**DIRECTIONS FOR THIS TASK**
Below are the entries; give again exactly the lines from the one mentioning "box: [102, 282, 109, 299]" through the one mentioning "box: [350, 183, 358, 191]", inclusive.

**DATA RECORDS**
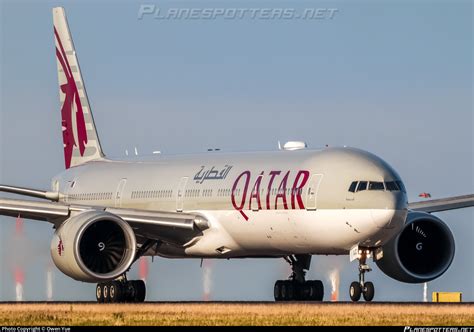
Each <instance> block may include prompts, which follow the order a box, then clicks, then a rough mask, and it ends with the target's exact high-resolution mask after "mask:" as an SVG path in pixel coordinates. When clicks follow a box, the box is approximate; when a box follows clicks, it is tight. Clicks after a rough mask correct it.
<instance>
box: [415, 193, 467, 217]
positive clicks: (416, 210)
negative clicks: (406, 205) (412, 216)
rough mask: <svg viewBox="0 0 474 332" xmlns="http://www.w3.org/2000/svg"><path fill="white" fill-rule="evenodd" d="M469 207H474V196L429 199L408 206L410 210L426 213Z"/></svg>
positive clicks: (463, 196) (446, 210)
mask: <svg viewBox="0 0 474 332" xmlns="http://www.w3.org/2000/svg"><path fill="white" fill-rule="evenodd" d="M470 206H474V195H463V196H454V197H447V198H440V199H430V200H427V201H420V202H413V203H410V204H408V208H409V209H410V210H413V211H423V212H428V213H432V212H441V211H448V210H454V209H462V208H466V207H470Z"/></svg>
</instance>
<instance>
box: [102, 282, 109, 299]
mask: <svg viewBox="0 0 474 332" xmlns="http://www.w3.org/2000/svg"><path fill="white" fill-rule="evenodd" d="M102 296H103V298H104V303H109V302H110V294H109V283H108V282H107V283H104V284H102Z"/></svg>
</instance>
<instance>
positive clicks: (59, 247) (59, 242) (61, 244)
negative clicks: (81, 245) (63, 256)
mask: <svg viewBox="0 0 474 332" xmlns="http://www.w3.org/2000/svg"><path fill="white" fill-rule="evenodd" d="M63 252H64V245H63V240H61V238H60V239H59V243H58V255H59V256H62V255H63Z"/></svg>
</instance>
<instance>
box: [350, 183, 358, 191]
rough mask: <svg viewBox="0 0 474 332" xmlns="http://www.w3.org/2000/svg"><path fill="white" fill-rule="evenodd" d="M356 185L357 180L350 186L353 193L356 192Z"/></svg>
mask: <svg viewBox="0 0 474 332" xmlns="http://www.w3.org/2000/svg"><path fill="white" fill-rule="evenodd" d="M356 187H357V181H354V182H352V183H351V186H350V187H349V191H350V192H351V193H354V192H355V188H356Z"/></svg>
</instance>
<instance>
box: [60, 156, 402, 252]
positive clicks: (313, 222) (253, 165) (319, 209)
mask: <svg viewBox="0 0 474 332" xmlns="http://www.w3.org/2000/svg"><path fill="white" fill-rule="evenodd" d="M356 180H366V181H381V182H383V181H394V180H399V176H398V175H397V174H396V172H395V171H394V170H393V169H391V168H390V166H388V165H387V164H386V163H385V162H383V161H382V160H381V159H380V158H378V157H376V156H374V155H372V154H369V153H366V152H364V151H361V150H356V149H350V148H334V149H325V150H321V151H310V150H301V151H277V152H263V153H256V152H255V153H234V154H225V153H209V154H205V155H201V156H191V155H190V156H179V157H164V156H159V157H157V158H156V159H155V160H153V161H140V162H131V161H129V162H124V161H110V160H102V161H93V162H89V163H86V164H83V165H81V166H78V167H73V168H71V169H69V170H67V171H66V172H64V173H62V174H61V175H59V176H58V177H56V178H55V179H54V180H53V190H59V191H60V192H61V193H63V194H64V196H63V200H64V201H66V202H67V203H69V204H88V205H97V206H112V207H124V208H135V209H145V210H156V211H173V212H176V211H178V212H181V211H182V212H192V213H196V214H199V215H202V216H204V217H205V218H206V220H207V221H208V223H209V226H210V227H209V228H208V229H206V230H205V231H203V234H202V235H201V236H199V237H198V238H195V239H193V240H191V241H190V242H189V243H187V244H186V245H185V246H184V247H183V248H175V247H173V246H164V247H162V249H161V251H160V252H159V253H157V254H159V255H163V256H169V257H266V256H269V257H270V256H284V255H288V254H300V253H301V254H303V253H304V254H347V253H348V251H349V250H350V248H351V247H353V246H354V245H356V244H359V245H361V246H366V247H376V246H380V245H381V244H383V243H385V242H386V241H387V240H388V239H390V238H391V237H392V236H394V235H395V234H397V233H398V232H399V231H400V229H401V227H402V225H403V224H404V222H405V218H406V213H407V209H406V195H405V193H404V192H402V191H388V190H374V191H371V190H365V191H363V192H355V193H353V192H349V191H348V188H349V186H350V184H351V182H353V181H356Z"/></svg>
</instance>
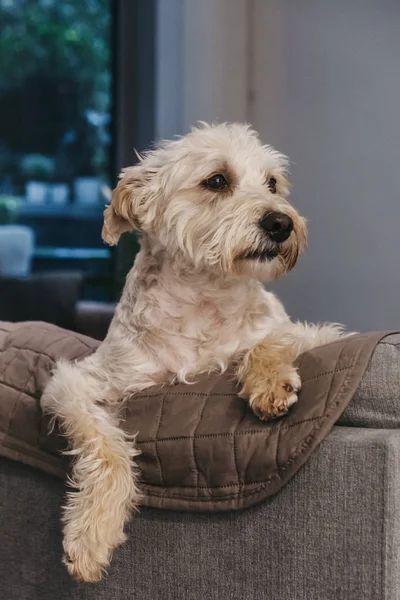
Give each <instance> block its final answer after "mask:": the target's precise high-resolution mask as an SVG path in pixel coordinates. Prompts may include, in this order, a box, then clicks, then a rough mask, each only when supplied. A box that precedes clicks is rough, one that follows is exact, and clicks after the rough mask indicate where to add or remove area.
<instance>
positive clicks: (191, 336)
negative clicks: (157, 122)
mask: <svg viewBox="0 0 400 600" xmlns="http://www.w3.org/2000/svg"><path fill="white" fill-rule="evenodd" d="M287 168H288V161H287V158H286V157H285V156H284V155H282V154H280V153H279V152H277V151H276V150H274V149H273V148H272V147H271V146H268V145H262V144H261V142H260V140H259V137H258V135H257V133H256V132H255V131H254V130H252V129H251V127H250V126H248V125H243V124H238V123H233V124H213V125H208V124H206V123H200V124H199V125H198V126H197V127H195V128H193V129H192V130H191V132H190V133H188V134H187V135H186V136H184V137H180V138H177V139H174V140H172V141H163V142H161V143H160V144H159V145H158V146H157V147H156V148H155V149H152V150H150V151H148V152H146V153H145V154H143V155H141V156H139V162H138V164H136V165H135V166H132V167H128V168H126V169H124V170H123V171H122V173H121V175H120V179H119V183H118V185H117V187H116V189H115V190H114V192H113V195H112V201H111V204H110V205H109V206H108V207H107V208H106V209H105V211H104V226H103V231H102V237H103V239H104V240H105V242H107V243H108V244H111V245H115V244H117V242H118V239H119V237H120V236H121V234H122V233H123V232H127V231H133V230H138V231H139V232H140V237H141V250H140V252H139V253H138V255H137V256H136V260H135V263H134V266H133V268H132V269H131V271H130V273H129V274H128V276H127V279H126V285H125V287H124V290H123V293H122V297H121V300H120V302H119V304H118V306H117V308H116V311H115V315H114V318H113V320H112V323H111V325H110V328H109V331H108V334H107V336H106V338H105V340H104V341H103V343H102V344H101V345H100V346H99V348H98V349H97V351H96V352H95V353H94V354H93V355H91V356H89V357H87V358H85V359H84V360H82V361H81V362H77V363H75V364H69V363H67V362H64V361H60V362H59V363H58V364H57V365H56V368H55V371H54V373H53V375H52V377H51V379H50V381H49V383H48V385H47V386H46V388H45V390H44V394H43V397H42V399H41V406H42V408H43V410H44V412H45V413H49V414H50V415H52V417H53V419H54V420H55V419H57V421H58V422H59V424H60V428H61V431H62V432H63V433H64V435H65V436H66V437H67V439H68V441H69V445H70V450H69V453H70V454H71V456H72V457H73V466H72V475H71V479H70V482H69V483H70V485H71V486H72V488H73V490H72V491H70V492H69V493H68V496H67V501H66V506H65V507H64V512H63V533H64V542H63V546H64V558H63V560H64V562H65V564H66V566H67V568H68V571H69V573H70V574H71V575H72V576H73V577H74V578H75V579H77V580H80V581H96V580H98V579H100V578H101V576H102V573H103V571H104V570H105V568H106V567H107V565H108V564H109V562H110V559H111V554H112V551H113V549H114V548H115V547H116V546H118V545H119V544H121V543H122V542H123V541H124V539H125V535H124V525H125V524H126V522H127V520H128V518H129V516H130V514H131V511H132V510H133V509H135V508H136V507H137V506H138V504H139V503H140V491H139V489H138V486H137V478H138V473H137V467H136V465H135V456H136V455H137V454H138V450H137V449H136V448H135V443H134V438H133V437H130V436H129V435H127V433H126V432H124V431H123V429H122V428H121V427H120V412H121V406H122V405H123V402H124V400H126V399H127V398H128V397H129V396H131V395H132V394H134V393H135V392H138V391H141V390H144V389H145V388H148V387H150V386H153V385H155V384H160V383H164V384H167V385H168V384H171V383H173V382H175V381H181V382H186V381H193V378H194V377H195V376H196V375H198V374H200V373H207V372H211V371H219V372H220V373H223V372H224V371H225V370H226V369H227V367H228V366H229V365H234V368H235V370H236V375H237V379H238V381H239V384H240V386H241V395H242V396H243V397H244V398H245V399H247V401H248V403H249V406H250V407H251V409H252V410H253V411H254V412H255V414H256V415H257V416H258V417H259V418H261V419H272V418H275V417H278V416H281V415H284V414H285V413H286V412H287V411H288V410H289V408H290V406H291V405H293V404H294V403H295V402H296V400H297V393H298V391H299V389H300V385H301V382H300V378H299V375H298V373H297V370H296V368H295V366H294V361H295V359H296V357H297V356H298V355H299V354H300V353H302V352H304V351H306V350H308V349H311V348H313V347H315V346H319V345H322V344H325V343H328V342H331V341H333V340H335V339H337V338H338V337H340V336H342V335H344V334H343V332H342V330H341V328H340V327H339V326H336V325H323V326H318V325H307V324H302V323H293V322H291V321H290V319H289V317H288V316H287V314H286V312H285V310H284V308H283V306H282V304H281V303H280V302H279V300H278V299H277V298H276V297H275V295H273V294H272V293H270V292H267V291H266V290H265V289H264V287H263V282H268V281H272V280H274V279H276V278H277V277H279V276H281V275H284V274H285V273H287V272H288V271H290V270H291V269H292V268H293V267H294V265H295V263H296V261H297V258H298V256H299V254H300V253H301V252H302V251H303V250H304V248H305V246H306V241H307V227H306V222H305V219H304V218H302V217H301V216H300V215H299V213H298V212H297V211H296V210H295V209H294V208H293V206H292V205H291V204H289V202H288V193H289V185H288V180H287Z"/></svg>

**EXERCISE RESULT**
box: [102, 282, 109, 299]
mask: <svg viewBox="0 0 474 332" xmlns="http://www.w3.org/2000/svg"><path fill="white" fill-rule="evenodd" d="M102 296H103V298H104V303H109V302H110V294H109V283H108V282H107V283H104V284H102Z"/></svg>
</instance>
<instance>
positive clicks: (59, 247) (59, 242) (61, 244)
negative clicks: (81, 245) (63, 256)
mask: <svg viewBox="0 0 474 332" xmlns="http://www.w3.org/2000/svg"><path fill="white" fill-rule="evenodd" d="M63 252H64V245H63V240H61V238H60V239H59V243H58V255H59V256H62V255H63Z"/></svg>
</instance>
<instance>
box: [350, 183, 358, 191]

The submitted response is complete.